Rows from a box labeling dataset
• • • • •
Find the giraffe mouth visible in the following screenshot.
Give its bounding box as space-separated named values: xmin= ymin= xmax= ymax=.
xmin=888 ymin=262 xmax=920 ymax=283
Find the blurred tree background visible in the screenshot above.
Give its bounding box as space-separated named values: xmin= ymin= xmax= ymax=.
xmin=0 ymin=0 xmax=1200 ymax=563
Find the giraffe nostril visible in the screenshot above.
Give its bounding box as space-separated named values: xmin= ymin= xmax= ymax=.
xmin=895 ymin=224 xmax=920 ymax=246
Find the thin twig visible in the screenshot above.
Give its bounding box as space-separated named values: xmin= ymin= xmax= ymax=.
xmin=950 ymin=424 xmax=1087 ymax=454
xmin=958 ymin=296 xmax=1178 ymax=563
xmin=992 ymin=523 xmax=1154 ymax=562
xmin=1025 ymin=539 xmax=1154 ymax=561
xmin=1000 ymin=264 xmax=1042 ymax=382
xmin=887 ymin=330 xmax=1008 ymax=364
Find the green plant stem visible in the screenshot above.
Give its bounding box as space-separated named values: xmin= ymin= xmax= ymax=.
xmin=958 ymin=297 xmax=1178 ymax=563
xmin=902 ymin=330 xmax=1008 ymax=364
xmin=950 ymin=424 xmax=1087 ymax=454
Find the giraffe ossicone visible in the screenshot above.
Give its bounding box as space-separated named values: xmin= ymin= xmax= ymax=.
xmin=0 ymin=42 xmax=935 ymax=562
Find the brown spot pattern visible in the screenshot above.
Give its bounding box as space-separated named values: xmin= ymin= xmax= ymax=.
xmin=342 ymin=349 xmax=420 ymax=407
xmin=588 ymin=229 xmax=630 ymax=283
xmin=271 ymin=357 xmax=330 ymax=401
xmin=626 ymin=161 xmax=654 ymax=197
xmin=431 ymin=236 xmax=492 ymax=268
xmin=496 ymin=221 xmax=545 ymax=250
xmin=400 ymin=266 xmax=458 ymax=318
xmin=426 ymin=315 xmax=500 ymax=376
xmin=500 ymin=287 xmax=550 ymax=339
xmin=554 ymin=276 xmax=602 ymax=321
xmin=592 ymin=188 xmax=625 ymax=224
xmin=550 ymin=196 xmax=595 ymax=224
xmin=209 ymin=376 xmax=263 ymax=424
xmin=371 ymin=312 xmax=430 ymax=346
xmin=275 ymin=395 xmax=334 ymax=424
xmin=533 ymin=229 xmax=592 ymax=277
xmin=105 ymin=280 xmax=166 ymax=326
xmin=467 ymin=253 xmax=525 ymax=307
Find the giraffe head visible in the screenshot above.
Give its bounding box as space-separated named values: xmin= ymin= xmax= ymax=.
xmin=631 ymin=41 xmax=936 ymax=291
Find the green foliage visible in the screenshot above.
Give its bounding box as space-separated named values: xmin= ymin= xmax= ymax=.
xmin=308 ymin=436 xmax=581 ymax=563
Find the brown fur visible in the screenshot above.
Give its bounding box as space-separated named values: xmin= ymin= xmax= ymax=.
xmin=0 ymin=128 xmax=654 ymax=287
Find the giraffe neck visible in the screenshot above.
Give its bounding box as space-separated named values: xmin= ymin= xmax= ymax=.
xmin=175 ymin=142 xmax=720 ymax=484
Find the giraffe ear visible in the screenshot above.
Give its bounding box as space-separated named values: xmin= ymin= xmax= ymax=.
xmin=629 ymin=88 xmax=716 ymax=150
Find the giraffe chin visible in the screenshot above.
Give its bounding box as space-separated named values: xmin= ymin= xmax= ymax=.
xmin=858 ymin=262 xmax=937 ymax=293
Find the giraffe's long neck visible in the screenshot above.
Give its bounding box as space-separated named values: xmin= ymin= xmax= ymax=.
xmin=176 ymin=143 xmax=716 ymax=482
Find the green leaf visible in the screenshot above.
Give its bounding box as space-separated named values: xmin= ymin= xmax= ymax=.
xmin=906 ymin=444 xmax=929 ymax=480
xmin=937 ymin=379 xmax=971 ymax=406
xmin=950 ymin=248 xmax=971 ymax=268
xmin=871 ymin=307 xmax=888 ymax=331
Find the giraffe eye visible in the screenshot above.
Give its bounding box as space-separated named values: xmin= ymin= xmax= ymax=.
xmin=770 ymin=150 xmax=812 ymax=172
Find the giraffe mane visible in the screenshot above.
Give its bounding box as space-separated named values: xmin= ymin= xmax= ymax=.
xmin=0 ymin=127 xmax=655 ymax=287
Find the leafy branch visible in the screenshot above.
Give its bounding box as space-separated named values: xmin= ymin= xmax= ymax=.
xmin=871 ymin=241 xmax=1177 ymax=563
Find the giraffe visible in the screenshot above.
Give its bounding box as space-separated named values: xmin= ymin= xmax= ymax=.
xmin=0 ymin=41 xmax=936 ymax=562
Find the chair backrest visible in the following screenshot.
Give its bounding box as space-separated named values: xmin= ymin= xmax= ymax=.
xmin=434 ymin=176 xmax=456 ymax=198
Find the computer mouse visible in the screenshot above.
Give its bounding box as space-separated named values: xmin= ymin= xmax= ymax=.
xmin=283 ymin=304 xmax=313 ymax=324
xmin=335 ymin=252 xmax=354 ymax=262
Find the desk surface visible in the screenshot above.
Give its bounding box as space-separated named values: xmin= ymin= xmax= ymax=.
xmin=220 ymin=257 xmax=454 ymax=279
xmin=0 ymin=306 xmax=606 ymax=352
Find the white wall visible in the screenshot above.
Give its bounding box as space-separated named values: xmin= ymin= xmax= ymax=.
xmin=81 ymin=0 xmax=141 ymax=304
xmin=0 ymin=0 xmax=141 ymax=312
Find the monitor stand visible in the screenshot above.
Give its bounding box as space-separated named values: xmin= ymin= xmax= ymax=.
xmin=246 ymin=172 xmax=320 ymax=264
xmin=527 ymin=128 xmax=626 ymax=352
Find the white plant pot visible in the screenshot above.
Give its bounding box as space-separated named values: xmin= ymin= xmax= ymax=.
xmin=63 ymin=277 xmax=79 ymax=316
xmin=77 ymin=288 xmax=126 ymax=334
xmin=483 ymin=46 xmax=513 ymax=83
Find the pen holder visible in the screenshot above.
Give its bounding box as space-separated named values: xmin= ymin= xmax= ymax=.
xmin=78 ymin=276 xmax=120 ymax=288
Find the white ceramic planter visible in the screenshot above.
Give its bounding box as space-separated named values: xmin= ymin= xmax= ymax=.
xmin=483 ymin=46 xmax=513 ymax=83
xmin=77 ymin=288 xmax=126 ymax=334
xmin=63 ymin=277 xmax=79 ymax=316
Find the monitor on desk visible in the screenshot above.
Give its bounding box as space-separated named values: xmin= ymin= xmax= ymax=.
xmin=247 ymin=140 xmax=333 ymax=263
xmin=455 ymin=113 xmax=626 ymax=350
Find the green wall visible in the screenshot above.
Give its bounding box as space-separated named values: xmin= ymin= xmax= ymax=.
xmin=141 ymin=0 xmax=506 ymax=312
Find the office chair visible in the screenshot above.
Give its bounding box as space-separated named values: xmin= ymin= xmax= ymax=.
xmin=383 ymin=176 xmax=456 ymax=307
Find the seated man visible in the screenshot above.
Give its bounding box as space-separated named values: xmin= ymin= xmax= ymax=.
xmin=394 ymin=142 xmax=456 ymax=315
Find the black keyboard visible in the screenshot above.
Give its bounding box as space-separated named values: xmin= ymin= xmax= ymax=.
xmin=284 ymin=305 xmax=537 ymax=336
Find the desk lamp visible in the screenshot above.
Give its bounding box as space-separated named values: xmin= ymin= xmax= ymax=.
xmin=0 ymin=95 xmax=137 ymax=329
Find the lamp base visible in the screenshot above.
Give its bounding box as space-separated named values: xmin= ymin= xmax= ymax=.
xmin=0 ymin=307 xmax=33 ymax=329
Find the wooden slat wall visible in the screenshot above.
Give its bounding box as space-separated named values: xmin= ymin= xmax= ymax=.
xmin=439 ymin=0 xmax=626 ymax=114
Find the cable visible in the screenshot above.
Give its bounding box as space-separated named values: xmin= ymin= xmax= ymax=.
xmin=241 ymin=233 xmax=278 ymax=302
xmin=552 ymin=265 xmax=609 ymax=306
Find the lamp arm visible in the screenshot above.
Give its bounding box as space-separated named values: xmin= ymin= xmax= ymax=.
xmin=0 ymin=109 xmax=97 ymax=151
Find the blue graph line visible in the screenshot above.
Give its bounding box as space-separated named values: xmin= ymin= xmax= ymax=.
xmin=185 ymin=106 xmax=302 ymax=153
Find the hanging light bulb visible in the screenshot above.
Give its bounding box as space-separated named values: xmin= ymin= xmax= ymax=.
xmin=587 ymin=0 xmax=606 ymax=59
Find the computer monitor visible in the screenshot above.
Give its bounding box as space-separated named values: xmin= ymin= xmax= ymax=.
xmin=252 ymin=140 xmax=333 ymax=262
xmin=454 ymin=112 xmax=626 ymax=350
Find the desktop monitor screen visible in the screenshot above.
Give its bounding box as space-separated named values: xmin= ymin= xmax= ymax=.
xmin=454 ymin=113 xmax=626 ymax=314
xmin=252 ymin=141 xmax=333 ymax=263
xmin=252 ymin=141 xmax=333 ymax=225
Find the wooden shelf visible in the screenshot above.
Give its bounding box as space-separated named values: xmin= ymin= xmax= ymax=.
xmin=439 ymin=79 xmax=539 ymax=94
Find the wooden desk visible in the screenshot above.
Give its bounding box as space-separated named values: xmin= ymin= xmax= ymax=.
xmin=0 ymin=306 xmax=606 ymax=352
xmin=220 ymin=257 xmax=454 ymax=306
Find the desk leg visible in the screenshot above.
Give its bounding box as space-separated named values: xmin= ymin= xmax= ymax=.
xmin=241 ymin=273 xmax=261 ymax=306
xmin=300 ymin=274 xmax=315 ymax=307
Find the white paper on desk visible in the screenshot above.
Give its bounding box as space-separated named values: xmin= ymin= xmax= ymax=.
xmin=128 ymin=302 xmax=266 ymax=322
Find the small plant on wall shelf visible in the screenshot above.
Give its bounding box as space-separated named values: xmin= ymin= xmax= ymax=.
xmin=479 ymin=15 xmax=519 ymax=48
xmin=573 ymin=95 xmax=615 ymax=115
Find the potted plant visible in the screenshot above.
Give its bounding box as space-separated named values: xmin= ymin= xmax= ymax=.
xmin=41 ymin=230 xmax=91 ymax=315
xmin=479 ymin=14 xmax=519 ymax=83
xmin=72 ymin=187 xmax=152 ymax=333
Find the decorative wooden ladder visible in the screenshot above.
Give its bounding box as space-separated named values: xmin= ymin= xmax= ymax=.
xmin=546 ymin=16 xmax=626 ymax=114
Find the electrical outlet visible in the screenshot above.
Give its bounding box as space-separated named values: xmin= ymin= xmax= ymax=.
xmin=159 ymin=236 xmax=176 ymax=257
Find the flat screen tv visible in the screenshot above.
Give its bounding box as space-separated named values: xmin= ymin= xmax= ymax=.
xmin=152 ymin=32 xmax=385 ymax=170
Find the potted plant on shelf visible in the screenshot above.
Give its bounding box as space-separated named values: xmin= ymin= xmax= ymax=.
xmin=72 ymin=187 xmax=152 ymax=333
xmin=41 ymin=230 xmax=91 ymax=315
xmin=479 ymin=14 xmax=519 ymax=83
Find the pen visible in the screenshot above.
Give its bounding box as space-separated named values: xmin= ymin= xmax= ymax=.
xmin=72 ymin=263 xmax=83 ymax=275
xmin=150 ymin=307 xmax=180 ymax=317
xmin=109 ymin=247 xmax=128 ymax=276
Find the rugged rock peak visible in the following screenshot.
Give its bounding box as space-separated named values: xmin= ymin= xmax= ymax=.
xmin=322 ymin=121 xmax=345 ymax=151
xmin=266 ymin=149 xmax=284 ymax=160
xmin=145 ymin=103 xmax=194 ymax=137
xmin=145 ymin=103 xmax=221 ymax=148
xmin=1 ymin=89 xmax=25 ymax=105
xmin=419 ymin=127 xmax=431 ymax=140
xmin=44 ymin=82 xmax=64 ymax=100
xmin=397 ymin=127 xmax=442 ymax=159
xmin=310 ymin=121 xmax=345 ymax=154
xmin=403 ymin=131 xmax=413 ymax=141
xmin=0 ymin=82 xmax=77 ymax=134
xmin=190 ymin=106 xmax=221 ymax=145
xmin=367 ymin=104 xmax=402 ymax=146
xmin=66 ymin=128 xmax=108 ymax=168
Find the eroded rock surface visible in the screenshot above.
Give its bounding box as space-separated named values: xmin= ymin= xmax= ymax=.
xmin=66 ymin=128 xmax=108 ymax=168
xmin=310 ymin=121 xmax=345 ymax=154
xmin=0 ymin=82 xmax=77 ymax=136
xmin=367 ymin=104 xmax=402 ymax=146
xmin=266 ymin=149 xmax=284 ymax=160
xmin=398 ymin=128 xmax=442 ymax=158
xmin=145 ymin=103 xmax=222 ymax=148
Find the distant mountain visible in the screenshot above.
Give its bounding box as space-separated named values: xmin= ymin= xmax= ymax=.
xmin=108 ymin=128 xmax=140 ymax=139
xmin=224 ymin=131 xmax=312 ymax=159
• • • • •
→ **WORK TO BE COMPLETED**: Report every line above that contains the string "monitor", copying each such line in full. Matching is case-sensitive.

→ **WRITTEN RESPONSE**:
Find the monitor stand visible in the screenshot above.
Find the monitor on desk visible in the screenshot above.
Find the computer monitor visible in the screenshot above.
Find the desktop monitor screen visible in the screenshot above.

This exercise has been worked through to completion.